WRITTEN TASK: Copy out every line of the rows below that contains the word "trace". Case counts.

DATA FOR PROCESSING:
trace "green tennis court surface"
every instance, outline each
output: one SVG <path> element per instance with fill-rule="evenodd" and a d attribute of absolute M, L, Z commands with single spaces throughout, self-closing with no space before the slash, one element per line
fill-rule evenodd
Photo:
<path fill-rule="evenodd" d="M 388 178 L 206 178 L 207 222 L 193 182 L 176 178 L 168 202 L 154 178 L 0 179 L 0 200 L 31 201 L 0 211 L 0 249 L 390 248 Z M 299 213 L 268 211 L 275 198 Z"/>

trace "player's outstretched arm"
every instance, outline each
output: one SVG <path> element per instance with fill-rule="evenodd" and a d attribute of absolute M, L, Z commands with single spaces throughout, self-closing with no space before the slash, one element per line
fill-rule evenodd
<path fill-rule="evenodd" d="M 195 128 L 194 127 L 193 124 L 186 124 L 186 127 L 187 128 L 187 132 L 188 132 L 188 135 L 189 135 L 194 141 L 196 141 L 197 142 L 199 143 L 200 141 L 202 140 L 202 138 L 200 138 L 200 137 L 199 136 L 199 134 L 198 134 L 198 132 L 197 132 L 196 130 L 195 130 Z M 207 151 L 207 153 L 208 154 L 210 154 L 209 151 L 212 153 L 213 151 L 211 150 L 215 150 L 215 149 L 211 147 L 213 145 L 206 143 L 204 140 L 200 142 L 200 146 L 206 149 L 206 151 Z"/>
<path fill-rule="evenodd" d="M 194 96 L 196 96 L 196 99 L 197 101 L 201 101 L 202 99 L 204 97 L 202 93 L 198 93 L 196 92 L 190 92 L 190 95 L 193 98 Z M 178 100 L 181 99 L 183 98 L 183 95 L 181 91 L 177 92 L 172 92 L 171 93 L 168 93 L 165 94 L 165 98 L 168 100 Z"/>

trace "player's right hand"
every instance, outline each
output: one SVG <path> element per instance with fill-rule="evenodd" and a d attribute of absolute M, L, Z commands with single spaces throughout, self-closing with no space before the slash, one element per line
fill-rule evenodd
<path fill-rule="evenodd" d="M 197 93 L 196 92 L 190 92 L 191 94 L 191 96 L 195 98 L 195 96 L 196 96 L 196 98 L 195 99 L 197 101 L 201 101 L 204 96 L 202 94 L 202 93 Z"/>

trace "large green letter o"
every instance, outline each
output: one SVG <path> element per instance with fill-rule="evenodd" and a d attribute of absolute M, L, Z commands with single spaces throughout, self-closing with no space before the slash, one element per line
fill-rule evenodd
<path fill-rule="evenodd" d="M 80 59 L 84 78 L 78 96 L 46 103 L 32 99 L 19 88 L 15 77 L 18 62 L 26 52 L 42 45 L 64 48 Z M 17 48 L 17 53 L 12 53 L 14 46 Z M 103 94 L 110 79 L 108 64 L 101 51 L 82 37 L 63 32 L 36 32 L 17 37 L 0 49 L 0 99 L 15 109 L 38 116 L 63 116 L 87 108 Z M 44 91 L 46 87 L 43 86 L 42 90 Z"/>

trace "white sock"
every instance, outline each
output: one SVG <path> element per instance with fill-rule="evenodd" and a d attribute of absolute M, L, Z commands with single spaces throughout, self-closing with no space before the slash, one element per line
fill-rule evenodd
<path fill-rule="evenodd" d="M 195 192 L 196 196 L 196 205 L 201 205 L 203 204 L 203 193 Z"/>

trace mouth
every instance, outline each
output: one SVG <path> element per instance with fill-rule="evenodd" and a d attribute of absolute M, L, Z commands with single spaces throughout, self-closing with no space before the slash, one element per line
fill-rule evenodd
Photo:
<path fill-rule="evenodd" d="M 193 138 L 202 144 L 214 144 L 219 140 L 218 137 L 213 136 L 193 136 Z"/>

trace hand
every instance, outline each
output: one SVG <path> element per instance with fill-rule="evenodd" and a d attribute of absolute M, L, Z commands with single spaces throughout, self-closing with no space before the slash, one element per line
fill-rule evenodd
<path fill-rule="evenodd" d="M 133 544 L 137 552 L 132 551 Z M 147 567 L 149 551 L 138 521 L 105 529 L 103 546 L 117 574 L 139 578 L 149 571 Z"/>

REPLY TO THE TASK:
trace "green tennis court surface"
trace "player's outstretched arm"
trace "player's right hand"
trace "large green letter o"
trace "white sock"
trace mouth
trace hand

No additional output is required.